((

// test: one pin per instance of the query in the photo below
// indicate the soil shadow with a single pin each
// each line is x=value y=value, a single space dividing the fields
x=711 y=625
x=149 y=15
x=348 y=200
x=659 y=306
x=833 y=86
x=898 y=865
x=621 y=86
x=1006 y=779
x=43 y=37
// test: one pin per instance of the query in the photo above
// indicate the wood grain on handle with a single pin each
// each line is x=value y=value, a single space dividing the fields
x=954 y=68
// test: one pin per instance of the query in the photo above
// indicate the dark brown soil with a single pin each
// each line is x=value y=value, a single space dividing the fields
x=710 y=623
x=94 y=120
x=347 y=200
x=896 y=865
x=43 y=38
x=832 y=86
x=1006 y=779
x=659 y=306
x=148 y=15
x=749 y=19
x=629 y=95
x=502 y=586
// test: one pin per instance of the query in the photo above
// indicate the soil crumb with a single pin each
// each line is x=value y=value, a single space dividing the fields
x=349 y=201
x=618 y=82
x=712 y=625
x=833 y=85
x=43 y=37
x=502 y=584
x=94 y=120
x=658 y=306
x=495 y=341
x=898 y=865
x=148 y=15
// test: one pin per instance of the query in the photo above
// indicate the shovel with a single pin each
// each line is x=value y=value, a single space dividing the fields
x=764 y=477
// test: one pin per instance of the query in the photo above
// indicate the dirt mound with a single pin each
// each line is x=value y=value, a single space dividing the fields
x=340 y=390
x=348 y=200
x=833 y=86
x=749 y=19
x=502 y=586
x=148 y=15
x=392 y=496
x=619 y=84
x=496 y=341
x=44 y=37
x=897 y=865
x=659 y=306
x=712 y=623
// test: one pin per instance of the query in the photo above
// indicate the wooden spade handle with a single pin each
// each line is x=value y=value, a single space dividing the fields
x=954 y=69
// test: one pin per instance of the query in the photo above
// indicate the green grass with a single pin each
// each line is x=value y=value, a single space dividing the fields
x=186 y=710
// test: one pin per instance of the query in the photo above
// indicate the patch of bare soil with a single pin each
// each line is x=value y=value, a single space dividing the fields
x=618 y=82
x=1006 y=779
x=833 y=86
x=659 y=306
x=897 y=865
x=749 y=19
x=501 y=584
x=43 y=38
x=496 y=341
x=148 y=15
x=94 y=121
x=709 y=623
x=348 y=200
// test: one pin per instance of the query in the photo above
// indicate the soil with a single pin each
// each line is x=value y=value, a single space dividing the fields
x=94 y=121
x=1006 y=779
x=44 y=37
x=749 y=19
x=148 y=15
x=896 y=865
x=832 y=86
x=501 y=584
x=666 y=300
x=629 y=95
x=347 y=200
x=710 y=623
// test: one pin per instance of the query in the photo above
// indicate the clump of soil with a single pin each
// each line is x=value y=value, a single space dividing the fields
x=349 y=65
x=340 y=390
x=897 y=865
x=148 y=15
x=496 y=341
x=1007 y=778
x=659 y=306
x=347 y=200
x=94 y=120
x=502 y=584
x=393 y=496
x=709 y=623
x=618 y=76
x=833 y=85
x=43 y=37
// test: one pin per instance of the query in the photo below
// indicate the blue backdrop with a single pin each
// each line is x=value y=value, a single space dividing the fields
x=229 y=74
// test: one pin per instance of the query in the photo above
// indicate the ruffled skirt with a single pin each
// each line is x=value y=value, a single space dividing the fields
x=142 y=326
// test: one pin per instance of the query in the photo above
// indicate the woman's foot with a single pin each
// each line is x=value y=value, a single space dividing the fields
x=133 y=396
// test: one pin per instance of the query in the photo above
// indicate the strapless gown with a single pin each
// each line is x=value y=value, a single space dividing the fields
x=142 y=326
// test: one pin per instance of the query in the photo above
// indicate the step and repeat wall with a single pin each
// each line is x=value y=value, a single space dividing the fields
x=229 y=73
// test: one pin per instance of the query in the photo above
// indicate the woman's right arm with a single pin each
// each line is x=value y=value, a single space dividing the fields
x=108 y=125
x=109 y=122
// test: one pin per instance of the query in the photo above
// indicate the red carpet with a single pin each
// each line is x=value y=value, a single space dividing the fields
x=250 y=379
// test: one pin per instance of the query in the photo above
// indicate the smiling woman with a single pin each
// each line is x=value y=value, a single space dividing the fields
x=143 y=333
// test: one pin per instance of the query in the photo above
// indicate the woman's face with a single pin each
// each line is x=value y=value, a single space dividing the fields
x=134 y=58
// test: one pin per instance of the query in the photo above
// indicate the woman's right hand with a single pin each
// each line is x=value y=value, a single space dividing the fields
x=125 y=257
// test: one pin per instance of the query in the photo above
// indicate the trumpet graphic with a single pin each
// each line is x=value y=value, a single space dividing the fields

))

Written task> Find each line in the listing that contains the word "soil", and copy every such line in full.

Solution to the exercise>
// indicate the soil shadow with a single pin each
// indicate the dark brown soil with a single pin each
// indicate the soil crumb with a single pin each
// indicate the patch of bare soil with a single pin each
// indicate the soil with a single pin each
// indicate the clump of soil with a single pin each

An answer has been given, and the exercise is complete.